In the entries that follow, identify the line containing "Return one point per instance of the large green" and return it together with all later lines, exactly as they appear.

Exercise materials:
══════

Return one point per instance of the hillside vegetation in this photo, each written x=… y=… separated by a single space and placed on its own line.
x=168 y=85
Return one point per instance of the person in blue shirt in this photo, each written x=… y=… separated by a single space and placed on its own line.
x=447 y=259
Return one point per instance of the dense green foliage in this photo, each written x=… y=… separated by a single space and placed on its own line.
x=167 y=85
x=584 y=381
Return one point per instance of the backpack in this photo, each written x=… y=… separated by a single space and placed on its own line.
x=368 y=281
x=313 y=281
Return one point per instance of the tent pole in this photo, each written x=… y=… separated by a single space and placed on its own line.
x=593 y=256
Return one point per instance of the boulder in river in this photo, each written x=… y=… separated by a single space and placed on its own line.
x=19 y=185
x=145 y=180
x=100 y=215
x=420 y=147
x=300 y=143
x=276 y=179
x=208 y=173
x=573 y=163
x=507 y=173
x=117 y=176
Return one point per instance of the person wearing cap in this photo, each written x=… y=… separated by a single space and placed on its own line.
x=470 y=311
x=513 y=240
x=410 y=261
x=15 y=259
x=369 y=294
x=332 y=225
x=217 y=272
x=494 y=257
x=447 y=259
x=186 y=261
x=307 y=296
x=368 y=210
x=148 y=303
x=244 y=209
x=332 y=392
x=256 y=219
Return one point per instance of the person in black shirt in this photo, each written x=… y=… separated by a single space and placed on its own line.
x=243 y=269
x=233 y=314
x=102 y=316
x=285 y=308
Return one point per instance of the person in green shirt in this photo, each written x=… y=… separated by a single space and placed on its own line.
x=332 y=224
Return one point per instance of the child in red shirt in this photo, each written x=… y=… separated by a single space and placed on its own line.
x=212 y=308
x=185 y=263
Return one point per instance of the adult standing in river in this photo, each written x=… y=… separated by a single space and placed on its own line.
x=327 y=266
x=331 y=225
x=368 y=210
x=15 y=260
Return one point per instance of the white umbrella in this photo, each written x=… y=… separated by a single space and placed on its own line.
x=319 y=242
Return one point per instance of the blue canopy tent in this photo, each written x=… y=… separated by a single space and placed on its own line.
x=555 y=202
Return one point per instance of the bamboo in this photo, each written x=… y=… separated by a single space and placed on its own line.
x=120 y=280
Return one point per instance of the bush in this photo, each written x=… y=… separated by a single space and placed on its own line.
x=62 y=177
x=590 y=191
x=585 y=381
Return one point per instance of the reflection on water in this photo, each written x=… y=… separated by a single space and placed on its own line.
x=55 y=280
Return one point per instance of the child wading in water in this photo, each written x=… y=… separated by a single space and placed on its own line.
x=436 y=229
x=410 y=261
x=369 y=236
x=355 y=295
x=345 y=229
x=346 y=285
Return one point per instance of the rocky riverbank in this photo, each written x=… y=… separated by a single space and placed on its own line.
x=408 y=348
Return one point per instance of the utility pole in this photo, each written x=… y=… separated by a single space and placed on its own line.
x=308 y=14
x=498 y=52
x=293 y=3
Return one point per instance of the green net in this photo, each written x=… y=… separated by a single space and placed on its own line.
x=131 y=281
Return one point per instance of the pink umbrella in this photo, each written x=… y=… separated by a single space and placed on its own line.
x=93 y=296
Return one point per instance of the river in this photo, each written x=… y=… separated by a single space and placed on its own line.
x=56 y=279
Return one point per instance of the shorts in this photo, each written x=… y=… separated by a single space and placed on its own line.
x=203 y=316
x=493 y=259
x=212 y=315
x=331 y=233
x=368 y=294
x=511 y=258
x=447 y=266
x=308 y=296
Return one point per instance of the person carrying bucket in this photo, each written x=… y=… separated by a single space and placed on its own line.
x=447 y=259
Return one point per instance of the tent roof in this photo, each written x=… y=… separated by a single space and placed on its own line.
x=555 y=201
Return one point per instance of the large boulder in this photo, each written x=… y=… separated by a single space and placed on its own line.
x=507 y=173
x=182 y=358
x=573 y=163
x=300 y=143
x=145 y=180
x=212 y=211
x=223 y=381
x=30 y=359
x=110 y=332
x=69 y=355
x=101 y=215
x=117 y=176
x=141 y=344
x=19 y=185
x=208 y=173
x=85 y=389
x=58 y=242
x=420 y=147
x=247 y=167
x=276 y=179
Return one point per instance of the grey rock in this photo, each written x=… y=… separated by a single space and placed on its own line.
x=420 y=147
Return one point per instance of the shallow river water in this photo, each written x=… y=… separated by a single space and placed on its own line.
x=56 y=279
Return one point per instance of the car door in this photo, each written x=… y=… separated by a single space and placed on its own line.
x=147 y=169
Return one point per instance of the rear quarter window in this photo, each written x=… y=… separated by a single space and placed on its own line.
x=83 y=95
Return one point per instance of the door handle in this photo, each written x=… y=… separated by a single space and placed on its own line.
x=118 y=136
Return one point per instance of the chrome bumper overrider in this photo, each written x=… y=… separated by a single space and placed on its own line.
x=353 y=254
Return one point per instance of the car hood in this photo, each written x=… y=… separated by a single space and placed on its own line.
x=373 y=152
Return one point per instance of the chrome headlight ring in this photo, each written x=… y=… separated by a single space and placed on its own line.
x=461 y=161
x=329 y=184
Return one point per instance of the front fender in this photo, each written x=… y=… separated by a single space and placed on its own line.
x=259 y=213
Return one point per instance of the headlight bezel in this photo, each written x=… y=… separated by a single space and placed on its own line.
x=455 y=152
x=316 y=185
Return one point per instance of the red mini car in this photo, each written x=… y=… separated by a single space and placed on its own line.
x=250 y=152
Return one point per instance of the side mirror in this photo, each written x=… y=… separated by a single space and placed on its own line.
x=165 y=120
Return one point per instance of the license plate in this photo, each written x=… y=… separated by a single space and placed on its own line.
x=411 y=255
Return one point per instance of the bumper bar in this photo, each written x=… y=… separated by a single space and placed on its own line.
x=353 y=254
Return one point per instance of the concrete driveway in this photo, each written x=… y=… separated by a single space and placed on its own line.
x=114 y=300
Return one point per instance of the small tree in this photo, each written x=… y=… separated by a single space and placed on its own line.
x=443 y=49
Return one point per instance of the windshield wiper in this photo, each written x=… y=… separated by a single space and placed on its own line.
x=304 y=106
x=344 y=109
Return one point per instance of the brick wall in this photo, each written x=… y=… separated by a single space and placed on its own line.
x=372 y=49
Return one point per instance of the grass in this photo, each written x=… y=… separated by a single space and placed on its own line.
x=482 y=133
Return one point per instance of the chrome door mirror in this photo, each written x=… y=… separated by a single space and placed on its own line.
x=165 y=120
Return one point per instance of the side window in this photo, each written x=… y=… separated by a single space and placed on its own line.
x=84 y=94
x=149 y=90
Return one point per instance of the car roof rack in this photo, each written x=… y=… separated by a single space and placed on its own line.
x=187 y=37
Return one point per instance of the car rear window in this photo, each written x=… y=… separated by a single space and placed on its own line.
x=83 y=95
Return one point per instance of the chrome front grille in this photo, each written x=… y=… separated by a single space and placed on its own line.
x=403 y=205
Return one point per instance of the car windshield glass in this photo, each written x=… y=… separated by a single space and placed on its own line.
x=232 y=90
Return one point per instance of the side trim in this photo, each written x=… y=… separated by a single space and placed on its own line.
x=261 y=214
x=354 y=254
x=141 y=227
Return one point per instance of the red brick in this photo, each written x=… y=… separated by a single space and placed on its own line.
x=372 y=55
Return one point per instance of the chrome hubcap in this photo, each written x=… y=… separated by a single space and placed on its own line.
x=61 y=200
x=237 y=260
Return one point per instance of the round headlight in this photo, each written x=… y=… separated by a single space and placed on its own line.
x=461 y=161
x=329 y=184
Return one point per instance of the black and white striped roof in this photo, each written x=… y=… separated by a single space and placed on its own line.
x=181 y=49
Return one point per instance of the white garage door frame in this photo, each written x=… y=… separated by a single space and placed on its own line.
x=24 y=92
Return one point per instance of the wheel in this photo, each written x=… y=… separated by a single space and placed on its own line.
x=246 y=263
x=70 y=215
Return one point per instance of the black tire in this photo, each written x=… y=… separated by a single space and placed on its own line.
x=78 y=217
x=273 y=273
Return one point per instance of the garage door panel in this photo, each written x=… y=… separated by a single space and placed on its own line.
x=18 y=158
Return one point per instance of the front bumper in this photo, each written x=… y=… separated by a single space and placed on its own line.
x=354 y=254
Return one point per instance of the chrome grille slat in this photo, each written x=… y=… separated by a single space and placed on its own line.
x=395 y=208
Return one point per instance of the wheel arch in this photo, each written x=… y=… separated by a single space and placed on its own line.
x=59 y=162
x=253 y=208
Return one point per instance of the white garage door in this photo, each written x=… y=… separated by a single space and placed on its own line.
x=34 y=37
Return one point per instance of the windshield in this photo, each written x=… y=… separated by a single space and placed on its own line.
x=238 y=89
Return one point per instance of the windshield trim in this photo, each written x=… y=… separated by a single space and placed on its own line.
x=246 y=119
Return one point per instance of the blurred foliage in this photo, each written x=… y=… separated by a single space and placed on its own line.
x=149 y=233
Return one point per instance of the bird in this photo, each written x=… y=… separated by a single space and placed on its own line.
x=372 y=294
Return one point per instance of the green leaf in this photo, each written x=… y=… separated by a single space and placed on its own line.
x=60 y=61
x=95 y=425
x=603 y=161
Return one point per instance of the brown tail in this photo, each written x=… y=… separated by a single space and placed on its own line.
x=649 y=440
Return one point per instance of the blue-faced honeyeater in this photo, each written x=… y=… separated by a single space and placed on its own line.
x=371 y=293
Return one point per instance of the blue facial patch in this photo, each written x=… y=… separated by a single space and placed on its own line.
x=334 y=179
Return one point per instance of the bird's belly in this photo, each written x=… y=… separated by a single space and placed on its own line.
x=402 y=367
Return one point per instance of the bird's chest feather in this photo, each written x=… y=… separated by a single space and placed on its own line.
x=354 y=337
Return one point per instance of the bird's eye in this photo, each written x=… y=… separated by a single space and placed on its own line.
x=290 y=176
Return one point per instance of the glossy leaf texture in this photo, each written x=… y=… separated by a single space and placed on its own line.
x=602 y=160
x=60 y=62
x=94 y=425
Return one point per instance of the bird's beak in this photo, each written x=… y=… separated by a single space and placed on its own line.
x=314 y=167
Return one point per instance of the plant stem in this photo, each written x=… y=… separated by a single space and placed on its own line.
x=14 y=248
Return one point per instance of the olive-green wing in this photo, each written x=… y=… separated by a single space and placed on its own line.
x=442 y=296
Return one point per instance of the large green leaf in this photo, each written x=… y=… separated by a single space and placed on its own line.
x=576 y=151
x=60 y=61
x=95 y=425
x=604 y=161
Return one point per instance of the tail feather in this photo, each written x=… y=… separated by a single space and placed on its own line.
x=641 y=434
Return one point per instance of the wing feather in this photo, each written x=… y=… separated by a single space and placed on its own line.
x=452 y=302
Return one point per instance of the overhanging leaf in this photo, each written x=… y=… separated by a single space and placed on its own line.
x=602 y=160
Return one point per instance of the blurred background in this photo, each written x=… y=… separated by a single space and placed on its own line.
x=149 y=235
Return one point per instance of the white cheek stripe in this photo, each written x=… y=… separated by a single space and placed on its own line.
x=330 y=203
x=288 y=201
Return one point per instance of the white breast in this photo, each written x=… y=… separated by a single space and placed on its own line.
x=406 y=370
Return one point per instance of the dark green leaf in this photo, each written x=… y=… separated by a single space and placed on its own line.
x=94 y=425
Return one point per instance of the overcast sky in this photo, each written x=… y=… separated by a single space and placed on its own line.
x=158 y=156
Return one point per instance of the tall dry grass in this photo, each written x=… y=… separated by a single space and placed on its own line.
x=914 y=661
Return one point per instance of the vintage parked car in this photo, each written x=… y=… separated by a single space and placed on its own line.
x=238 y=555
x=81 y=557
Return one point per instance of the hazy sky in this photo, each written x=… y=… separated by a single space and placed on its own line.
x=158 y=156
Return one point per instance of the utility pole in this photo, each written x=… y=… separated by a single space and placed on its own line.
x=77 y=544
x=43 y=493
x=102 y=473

══════

Solution for this exercise:
Return one point per instance of the large green leaf in this photo, each written x=… y=… separated by a single space and placed on its own line.
x=576 y=151
x=60 y=61
x=95 y=425
x=604 y=161
Return one point per instance of the tail feather in this photo, each written x=… y=… separated by a single space and placed on its own line.
x=641 y=434
Return one point per instance of the wing feather in this photo, each written x=… y=… separated by a single space and placed on its own line.
x=452 y=302
Return one point per instance of the overhanging leaf in this photo, each written x=… y=… separated by a single space and placed on its own line.
x=602 y=160
Return one point per instance of the blurred background in this photo, each written x=… y=… separated by a single space and placed on its own line.
x=149 y=235
Return one point per instance of the white cheek stripe in this photo, each written x=… y=… separated by a single space and placed on its own line.
x=330 y=203
x=288 y=201
Return one point per instance of the white breast in this photo, each written x=… y=… separated by a single space and placed on its own line.
x=406 y=370
Return one point per instance of the dark green leaf in this photo, each written x=… y=… separated by a single space and placed on its own line.
x=94 y=425
Return one point per instance of the overcast sky in this photo, each written x=… y=… separated by a single space and placed on its own line.
x=158 y=156
Return one point per instance of the tall dry grass in this photo, each written x=… y=… separated by a single space and placed on its own line.
x=914 y=661
Return one point per instance of the vintage parked car in this photo, each written x=… y=… separated by a single space and placed on its own line.
x=238 y=555
x=81 y=557
Return one point per instance of the hazy sky in this photo, each written x=… y=… separated by a single space and placed on its own line.
x=158 y=156
Return one point per instance of the utility pole in this photo, each written x=… y=… separated by a single space and placed on its own line.
x=77 y=544
x=43 y=493
x=102 y=473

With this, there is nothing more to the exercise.